#### [Given request 1]
From the Farm Bureau article, return the passage starting with "In 2011, many" and going on through "birds to Perdue.", copied word for word.
#### [Given request 2]
In the Farm Bureau article, why did the Maryland Department of Environment decline to prosecute the couple?
#### [Given request 3]
Please continue the Farm Bureau article from the point where it stops.

One of the benefits we in organizations always tell potential members or current members about is the power that we have by joining together to work on problems.  We've all heard the sayings like “We must all hang together, or assuredly we shall all hang separately.” Simple logic dictates that folks who work together will be able to accomplish more than trying to do it alone, but still we sometimes like to avoid the issues of coming together.

In 2011, many state Farm Bureaus were contacted by the President of the Maryland Farm Bureau about an effort by a factory fundraising environmental group.  The environmental group was suing a young couple who were running a poultry operation.  In the eyes of the environmental group, this couple was guilty, because they sold their birds to Perdue. 

The environmental group attempted to get the Maryland Department of Environment to prosecute the couple for violation of their water permit.  The Department declined after an investigation showed the allegations did not occur.  This still did not satisfy the group which then sought to expand the suit to include the purchaser of the bird as a guilty party under the concept of a co-permit.

[Excerpts of labeled region data]
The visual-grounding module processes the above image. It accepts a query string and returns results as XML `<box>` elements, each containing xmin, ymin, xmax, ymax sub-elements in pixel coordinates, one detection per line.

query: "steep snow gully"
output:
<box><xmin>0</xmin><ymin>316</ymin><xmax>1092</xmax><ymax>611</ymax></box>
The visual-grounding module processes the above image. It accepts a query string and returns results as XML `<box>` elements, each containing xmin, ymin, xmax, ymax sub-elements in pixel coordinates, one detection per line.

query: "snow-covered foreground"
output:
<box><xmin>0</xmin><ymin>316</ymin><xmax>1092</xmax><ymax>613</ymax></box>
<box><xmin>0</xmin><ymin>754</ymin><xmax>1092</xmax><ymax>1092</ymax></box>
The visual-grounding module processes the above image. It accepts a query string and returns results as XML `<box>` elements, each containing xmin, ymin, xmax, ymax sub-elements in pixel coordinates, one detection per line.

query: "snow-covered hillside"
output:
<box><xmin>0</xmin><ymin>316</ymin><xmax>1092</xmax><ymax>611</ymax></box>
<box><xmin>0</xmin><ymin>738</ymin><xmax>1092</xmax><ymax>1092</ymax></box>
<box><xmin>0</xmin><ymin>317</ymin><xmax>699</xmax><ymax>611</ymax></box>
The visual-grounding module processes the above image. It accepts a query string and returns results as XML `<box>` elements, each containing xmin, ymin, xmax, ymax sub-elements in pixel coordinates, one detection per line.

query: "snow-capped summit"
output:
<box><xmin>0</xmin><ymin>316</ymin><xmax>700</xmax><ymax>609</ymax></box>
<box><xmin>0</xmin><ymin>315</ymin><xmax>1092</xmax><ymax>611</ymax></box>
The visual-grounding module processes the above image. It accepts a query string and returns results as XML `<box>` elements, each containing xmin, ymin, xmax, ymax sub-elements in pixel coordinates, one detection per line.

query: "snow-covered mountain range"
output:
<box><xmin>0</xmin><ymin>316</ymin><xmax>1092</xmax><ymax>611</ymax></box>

#### [Task answer 1]
In 2011, many state Farm Bureaus were contacted by the President of the Maryland Farm Bureau about an effort by a factory fundraising environmental group.  The environmental group was suing a young couple who were running a poultry operation.  In the eyes of the environmental group, this couple was guilty, because they sold their birds to Perdue.

#### [Task answer 2]
An investigation showed the allegations did not occur.

#### [Task answer 3]
The legal costs were estimated to be upwards of $100,000; an amount that would put the family operation out of business.  However, because of efforts nation-wide through Farm Bureau many states sent money to the Maryland Farm Bureau's legal fund to help the couple.  Wyoming Farm Bureau was among the states supporting the legal fund and recently we learned the court rejected the environmental group's suit and found in favor of the young couple.

Given the ease with which environmental groups can raise money I don't expect this type of legal action on their part to stop.  When I hear them profess to be for the family farmer their statements ring hollow indeed when you see them suing young farm couples because they don't like the company to whom they sell their product.

This case shows that when we in agriculture all pull together we can help defeat those anti-agriculture groups who seek to use environmental laws to bankrupt operations through lawsuits using false allegations.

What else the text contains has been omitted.